WRITTEN PROBLEM ->
Beginning at the line containing "In this picture, where can the building" and continuing to the end of the records below, give each line again exactly as it stands, and only those lines.
>> BEGIN INFORMATION SUPPLIED
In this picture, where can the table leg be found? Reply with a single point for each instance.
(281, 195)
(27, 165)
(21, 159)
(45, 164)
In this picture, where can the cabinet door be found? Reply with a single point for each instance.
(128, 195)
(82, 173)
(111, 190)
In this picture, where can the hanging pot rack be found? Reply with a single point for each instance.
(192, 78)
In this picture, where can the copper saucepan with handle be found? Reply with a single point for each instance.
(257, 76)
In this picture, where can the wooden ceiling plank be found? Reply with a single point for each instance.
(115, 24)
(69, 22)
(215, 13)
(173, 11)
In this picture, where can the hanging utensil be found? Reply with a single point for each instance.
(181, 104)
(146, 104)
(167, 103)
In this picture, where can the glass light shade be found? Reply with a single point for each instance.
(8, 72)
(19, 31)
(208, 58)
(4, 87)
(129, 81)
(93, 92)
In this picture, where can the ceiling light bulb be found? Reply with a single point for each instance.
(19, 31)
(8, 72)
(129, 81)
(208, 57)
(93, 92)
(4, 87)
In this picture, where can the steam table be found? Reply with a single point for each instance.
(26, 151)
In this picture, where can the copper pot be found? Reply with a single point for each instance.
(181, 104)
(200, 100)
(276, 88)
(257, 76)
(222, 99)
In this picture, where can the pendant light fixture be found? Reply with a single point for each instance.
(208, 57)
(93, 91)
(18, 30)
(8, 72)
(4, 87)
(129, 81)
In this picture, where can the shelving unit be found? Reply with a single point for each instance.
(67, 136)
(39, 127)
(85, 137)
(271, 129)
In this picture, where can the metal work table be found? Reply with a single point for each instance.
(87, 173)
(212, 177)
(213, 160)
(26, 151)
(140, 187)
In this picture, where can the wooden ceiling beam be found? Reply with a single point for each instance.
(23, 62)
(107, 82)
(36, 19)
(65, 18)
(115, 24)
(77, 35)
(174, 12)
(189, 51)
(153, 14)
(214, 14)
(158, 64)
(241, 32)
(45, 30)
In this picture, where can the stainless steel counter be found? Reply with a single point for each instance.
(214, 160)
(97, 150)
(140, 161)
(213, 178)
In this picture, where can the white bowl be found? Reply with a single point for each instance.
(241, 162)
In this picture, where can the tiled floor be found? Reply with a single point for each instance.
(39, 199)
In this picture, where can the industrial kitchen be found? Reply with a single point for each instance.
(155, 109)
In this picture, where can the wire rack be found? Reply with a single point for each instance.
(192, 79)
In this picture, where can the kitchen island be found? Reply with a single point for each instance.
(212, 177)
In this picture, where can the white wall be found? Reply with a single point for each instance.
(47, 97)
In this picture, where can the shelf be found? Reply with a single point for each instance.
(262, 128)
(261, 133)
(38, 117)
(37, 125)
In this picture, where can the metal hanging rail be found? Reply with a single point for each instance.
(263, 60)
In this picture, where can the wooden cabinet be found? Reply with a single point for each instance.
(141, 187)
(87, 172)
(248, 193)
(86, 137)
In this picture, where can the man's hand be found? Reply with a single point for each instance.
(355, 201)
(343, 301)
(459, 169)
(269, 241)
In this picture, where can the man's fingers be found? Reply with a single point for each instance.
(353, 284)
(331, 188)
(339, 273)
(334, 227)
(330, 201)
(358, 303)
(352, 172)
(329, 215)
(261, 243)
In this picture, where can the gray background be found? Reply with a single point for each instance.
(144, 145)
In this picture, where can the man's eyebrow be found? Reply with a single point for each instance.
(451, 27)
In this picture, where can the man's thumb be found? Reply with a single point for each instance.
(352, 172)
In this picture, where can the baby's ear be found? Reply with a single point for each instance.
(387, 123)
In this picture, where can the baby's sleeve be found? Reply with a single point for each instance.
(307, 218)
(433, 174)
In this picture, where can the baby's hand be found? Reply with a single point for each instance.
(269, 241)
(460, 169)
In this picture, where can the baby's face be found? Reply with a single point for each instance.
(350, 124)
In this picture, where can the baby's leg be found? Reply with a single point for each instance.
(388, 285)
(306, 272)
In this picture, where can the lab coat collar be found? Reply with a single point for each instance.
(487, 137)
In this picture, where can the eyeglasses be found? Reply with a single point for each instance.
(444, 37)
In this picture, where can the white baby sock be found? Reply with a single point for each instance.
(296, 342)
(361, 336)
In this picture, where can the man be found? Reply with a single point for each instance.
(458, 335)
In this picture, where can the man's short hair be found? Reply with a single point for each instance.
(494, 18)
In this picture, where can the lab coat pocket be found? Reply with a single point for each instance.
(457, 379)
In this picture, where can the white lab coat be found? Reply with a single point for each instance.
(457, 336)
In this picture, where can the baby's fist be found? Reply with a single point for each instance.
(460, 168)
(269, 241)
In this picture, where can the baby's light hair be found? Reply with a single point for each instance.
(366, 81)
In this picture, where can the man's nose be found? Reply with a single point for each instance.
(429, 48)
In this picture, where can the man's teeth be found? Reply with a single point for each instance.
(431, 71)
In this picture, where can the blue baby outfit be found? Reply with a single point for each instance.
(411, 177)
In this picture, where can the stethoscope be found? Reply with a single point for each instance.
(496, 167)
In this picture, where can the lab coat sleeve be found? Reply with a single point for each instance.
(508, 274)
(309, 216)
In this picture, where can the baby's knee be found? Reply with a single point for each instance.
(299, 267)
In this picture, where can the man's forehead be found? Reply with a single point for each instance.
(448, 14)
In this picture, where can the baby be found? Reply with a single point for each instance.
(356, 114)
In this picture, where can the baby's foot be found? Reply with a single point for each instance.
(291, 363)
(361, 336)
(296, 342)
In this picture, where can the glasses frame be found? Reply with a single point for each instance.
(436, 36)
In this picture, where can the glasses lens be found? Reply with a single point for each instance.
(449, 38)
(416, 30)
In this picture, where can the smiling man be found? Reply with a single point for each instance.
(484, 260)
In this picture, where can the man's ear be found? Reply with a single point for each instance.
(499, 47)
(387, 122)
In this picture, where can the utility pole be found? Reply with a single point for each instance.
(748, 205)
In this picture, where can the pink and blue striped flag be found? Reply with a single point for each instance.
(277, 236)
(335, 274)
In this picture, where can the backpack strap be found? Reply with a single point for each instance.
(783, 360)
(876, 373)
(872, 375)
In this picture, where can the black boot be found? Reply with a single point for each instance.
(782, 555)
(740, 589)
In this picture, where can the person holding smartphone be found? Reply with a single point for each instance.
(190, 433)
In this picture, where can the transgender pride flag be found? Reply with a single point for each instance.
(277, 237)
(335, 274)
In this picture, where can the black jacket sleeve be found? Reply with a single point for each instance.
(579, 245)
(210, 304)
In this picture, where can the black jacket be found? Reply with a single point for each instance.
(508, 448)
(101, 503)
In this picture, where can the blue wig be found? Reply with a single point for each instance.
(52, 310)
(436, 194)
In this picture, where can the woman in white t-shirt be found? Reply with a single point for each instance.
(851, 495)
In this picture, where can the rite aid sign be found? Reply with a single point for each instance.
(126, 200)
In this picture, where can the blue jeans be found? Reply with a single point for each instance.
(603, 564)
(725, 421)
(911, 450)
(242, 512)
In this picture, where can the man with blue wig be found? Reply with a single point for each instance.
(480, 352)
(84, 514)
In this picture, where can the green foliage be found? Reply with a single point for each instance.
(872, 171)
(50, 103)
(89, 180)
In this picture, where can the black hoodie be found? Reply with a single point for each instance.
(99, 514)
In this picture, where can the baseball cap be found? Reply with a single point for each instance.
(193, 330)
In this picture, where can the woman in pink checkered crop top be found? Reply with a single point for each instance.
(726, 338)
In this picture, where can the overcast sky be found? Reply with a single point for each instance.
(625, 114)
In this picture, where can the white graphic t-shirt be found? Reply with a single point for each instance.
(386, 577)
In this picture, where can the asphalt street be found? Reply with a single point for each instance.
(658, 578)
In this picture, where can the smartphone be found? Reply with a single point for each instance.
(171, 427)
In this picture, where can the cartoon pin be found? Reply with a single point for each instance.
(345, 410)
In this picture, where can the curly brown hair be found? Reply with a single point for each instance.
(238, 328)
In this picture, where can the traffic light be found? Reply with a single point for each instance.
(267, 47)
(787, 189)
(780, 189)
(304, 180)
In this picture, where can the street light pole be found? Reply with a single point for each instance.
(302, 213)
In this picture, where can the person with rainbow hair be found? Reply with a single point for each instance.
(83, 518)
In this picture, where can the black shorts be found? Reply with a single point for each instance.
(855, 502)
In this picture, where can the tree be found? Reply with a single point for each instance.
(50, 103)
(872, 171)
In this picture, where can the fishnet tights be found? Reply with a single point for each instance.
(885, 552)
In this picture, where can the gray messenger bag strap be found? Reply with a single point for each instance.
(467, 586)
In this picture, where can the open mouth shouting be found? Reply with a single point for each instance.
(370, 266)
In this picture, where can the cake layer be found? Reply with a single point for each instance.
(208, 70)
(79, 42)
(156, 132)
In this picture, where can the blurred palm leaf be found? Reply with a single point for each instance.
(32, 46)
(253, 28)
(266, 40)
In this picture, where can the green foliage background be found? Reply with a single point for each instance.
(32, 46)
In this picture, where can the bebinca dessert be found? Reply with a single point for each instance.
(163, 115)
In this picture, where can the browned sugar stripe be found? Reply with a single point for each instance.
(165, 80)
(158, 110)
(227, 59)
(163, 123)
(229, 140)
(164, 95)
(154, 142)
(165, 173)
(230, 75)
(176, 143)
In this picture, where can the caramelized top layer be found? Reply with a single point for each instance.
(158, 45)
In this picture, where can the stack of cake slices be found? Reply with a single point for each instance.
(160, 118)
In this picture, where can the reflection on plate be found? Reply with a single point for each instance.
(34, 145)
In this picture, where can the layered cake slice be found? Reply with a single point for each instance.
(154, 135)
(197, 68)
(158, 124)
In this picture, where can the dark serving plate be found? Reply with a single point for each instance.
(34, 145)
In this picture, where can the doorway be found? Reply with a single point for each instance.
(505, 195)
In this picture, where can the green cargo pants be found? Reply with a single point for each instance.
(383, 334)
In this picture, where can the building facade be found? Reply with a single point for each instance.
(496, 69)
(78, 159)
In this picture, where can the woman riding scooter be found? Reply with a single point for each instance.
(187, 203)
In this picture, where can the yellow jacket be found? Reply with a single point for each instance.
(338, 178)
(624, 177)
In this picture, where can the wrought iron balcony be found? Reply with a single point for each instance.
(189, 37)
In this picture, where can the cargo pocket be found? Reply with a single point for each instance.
>> END INFORMATION SUPPLIED
ANSWER TO THIS EXERCISE ->
In this picture, where can the building facade be found? Reply with a single point for each instance.
(496, 69)
(78, 159)
In this picture, where can the woman riding scooter be found? Reply with a single point for each instance.
(187, 203)
In this picture, where can the yellow jacket be found? Reply with a single point for each instance.
(338, 178)
(624, 177)
In this picture, where can the wrought iron balcony be found? Reply with a single point for each instance.
(189, 37)
In this picture, where can the cargo pocket be found? Reply with a single point for each instance.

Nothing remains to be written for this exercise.